- _EXERCISE_
From the first line to the last, please print the entries exactly, omitting pictures.

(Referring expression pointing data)
-- Opening Marker --

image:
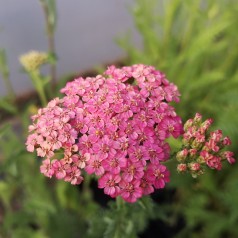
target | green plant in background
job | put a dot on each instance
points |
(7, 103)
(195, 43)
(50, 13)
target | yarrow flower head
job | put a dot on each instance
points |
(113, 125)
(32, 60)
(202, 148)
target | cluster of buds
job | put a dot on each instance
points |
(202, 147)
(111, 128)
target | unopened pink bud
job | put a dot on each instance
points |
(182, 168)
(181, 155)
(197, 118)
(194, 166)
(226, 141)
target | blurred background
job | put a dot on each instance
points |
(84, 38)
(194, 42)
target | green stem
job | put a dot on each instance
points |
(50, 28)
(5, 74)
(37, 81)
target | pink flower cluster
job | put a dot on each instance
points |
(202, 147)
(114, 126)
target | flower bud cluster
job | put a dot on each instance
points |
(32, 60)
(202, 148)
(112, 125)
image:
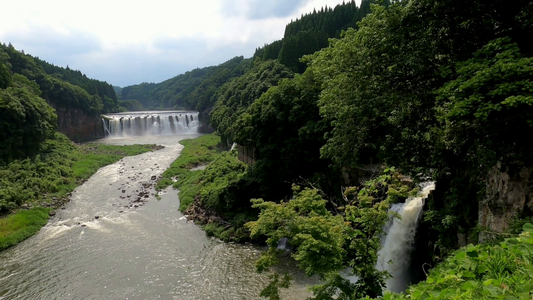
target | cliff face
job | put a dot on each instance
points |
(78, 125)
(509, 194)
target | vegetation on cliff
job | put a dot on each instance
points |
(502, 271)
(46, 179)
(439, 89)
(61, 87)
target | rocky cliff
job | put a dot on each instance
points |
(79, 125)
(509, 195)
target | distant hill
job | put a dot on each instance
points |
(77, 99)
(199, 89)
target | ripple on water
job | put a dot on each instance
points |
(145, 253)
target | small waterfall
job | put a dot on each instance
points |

-- Closing Marker --

- _RESULT OF THIS EXERCISE_
image:
target | green plant in background
job | put a dot on each instance
points |
(7, 103)
(195, 43)
(50, 13)
target | yarrow flower head
job | put a dot on each instance
points |
(113, 125)
(32, 60)
(202, 148)
target | cluster of buds
job | put a dot on each instance
points |
(202, 147)
(111, 128)
target | unopened pink bud
job | put a dot on each instance
points |
(182, 168)
(181, 155)
(197, 118)
(194, 166)
(226, 141)
target | blurred background
job | put a dot on each instance
points |
(84, 38)
(194, 42)
target | green stem
job | put a dot on each instance
points |
(50, 28)
(5, 74)
(37, 81)
target | pink flower cluster
job | put a dot on each instance
points |
(202, 147)
(114, 126)
target | flower bud cluster
job | put a dot on each instance
points |
(32, 60)
(202, 148)
(112, 125)
image:
target | cliff face
job | put a dot on each instance
points |
(78, 125)
(509, 194)
target | vegetation on cliff
job | put a dot on each instance
points |
(502, 271)
(46, 179)
(439, 89)
(61, 87)
target | rocky cliff
job | put a dot on each instance
points |
(79, 125)
(509, 195)
target | distant hill
job | put a dot on each instance
points |
(77, 99)
(199, 89)
target | ripple on water
job | put a dot on each instance
points |
(145, 253)
target | small waterfall
job | put a dot on each instance
points |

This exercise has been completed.